Work order = Omit the pictures, then reproduce every remaining record exactly.
Available records START
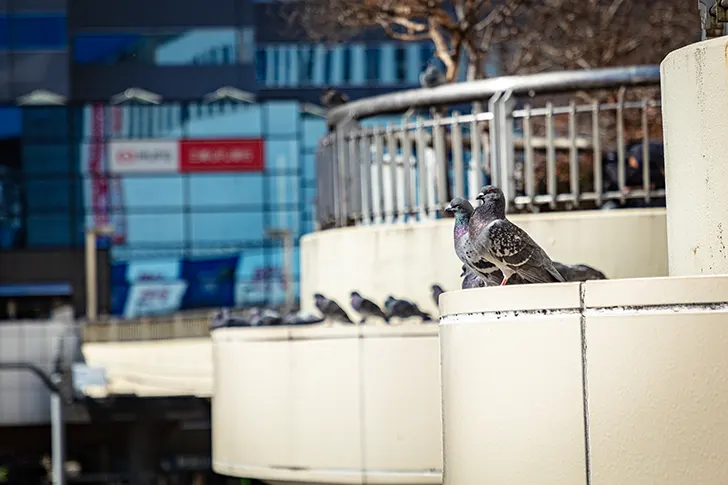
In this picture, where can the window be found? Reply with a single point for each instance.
(209, 46)
(373, 57)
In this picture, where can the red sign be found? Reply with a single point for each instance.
(240, 155)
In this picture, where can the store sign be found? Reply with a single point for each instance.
(143, 156)
(235, 155)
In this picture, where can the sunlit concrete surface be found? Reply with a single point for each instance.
(695, 123)
(406, 259)
(179, 367)
(623, 381)
(347, 405)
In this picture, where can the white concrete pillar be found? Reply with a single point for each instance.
(695, 125)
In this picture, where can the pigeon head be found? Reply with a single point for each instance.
(459, 206)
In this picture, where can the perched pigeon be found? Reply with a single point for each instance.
(265, 316)
(431, 77)
(506, 245)
(464, 250)
(366, 308)
(331, 310)
(301, 318)
(436, 292)
(578, 272)
(472, 280)
(404, 309)
(332, 97)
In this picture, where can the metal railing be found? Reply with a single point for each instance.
(545, 139)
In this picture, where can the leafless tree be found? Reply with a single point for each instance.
(453, 26)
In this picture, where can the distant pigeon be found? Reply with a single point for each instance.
(404, 309)
(472, 280)
(432, 77)
(464, 250)
(436, 292)
(506, 245)
(331, 310)
(301, 318)
(331, 98)
(366, 308)
(265, 316)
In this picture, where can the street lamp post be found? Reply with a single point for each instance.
(92, 270)
(287, 237)
(58, 439)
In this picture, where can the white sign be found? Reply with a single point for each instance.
(154, 298)
(143, 156)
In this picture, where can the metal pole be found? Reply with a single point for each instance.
(91, 279)
(58, 442)
(288, 268)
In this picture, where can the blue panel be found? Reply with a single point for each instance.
(33, 32)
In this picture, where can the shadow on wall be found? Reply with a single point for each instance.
(405, 260)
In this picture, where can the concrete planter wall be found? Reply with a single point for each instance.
(620, 381)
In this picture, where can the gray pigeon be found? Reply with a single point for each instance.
(472, 280)
(431, 77)
(506, 245)
(332, 97)
(436, 292)
(331, 310)
(404, 309)
(366, 308)
(464, 250)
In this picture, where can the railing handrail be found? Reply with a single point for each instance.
(544, 83)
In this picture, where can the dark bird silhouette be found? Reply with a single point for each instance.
(506, 245)
(436, 292)
(404, 309)
(366, 308)
(331, 310)
(332, 97)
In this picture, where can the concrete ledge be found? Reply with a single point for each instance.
(328, 405)
(628, 387)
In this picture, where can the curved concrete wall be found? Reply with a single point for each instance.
(181, 367)
(405, 259)
(328, 405)
(597, 383)
(695, 121)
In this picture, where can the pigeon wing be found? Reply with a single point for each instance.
(514, 247)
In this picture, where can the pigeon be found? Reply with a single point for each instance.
(578, 272)
(332, 97)
(483, 268)
(366, 308)
(472, 280)
(436, 292)
(404, 309)
(331, 310)
(498, 240)
(431, 77)
(265, 316)
(301, 318)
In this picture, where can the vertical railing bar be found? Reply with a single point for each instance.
(621, 162)
(646, 183)
(457, 157)
(422, 181)
(392, 150)
(365, 149)
(441, 165)
(597, 147)
(528, 157)
(550, 155)
(379, 168)
(573, 155)
(408, 199)
(474, 170)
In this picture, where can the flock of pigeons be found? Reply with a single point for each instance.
(494, 251)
Available records END
Exercise answer =
In this picture, where can the window be found? Reply with a single point for each instance.
(209, 46)
(373, 57)
In this picture, where can the red sign be found? Reply with a single point for each instance.
(240, 155)
In this picture, where can the store sign be found? Reply with a single point for each instance.
(143, 156)
(235, 155)
In this picture, where can the sunlit concrete surface be found? Reply with a single point for each instance.
(695, 123)
(406, 259)
(179, 367)
(623, 381)
(347, 405)
In this picture, where can the white concrete pillar be found? Reply with a single point for each instance.
(695, 125)
In this picture, where can the pigeon head be found? Reply with a single point for each instance.
(459, 206)
In this picture, where can the perched pigeon be found? Reply with a single point for each instance.
(265, 316)
(431, 77)
(506, 245)
(464, 250)
(366, 308)
(331, 310)
(301, 318)
(436, 292)
(578, 272)
(472, 280)
(404, 309)
(332, 97)
In this picture, where can the metal railing be found? Reply with a single point for each instance.
(545, 139)
In this picture, where can the leafless tree be found? Reply with a single point for each instance.
(453, 26)
In this picture, where can the distant pigeon be found? Reply with a single point for each instance.
(404, 309)
(472, 280)
(432, 77)
(464, 250)
(436, 292)
(506, 245)
(331, 310)
(301, 318)
(331, 98)
(366, 308)
(265, 316)
In this picture, where can the street lamp post be found? Reply with a single point for each instance.
(92, 270)
(287, 237)
(58, 439)
In this picture, where can the white sign be found? Reply with a single point for each instance.
(154, 298)
(143, 156)
In this picture, where can the metal pole be found? Reply with a single point for each instance.
(91, 279)
(58, 442)
(288, 268)
In this picture, where can the blue panel be found? Reply with a single point for each instance.
(33, 32)
In this picture, where can the shadow on wall be found? Reply with a single point for each instance.
(405, 260)
In this picture, where can the concrete planter wall be found? Reply with a single point for each instance.
(620, 381)
In this picture, where can the gray pigeon be found? Reply with a single point for each instance.
(472, 280)
(431, 77)
(506, 245)
(332, 97)
(436, 292)
(331, 310)
(404, 309)
(366, 308)
(464, 250)
In this picture, where can the railing handrail be found? Reply with a single point for each instance.
(544, 83)
In this picture, where can the dark bird silhouette be found? Reply with a single point for each instance.
(506, 245)
(436, 292)
(404, 309)
(366, 308)
(331, 310)
(332, 97)
In this picture, where can the concrete ledge be found? Reply with a single point for each instance.
(328, 405)
(628, 387)
In this picture, where can the curved concrete wall be found? Reply with a single point for each instance.
(181, 367)
(405, 259)
(328, 405)
(597, 383)
(695, 121)
In this picture, where can the pigeon wing be found? Reply with a single point for each instance.
(514, 247)
In this picture, where can the pigeon be found? Reply with a single point for each instance.
(578, 272)
(332, 97)
(483, 268)
(366, 308)
(472, 280)
(436, 292)
(404, 309)
(331, 310)
(498, 240)
(431, 77)
(265, 316)
(301, 318)
In this picture, where can the vertical railing bar be found? Reply with a single point for each instance.
(621, 162)
(646, 183)
(457, 157)
(422, 181)
(392, 150)
(365, 149)
(441, 165)
(597, 147)
(528, 157)
(550, 155)
(379, 168)
(573, 155)
(408, 199)
(474, 170)
In this picture, where can the flock of pigeons be found? Reply with a single point for each instance.
(494, 251)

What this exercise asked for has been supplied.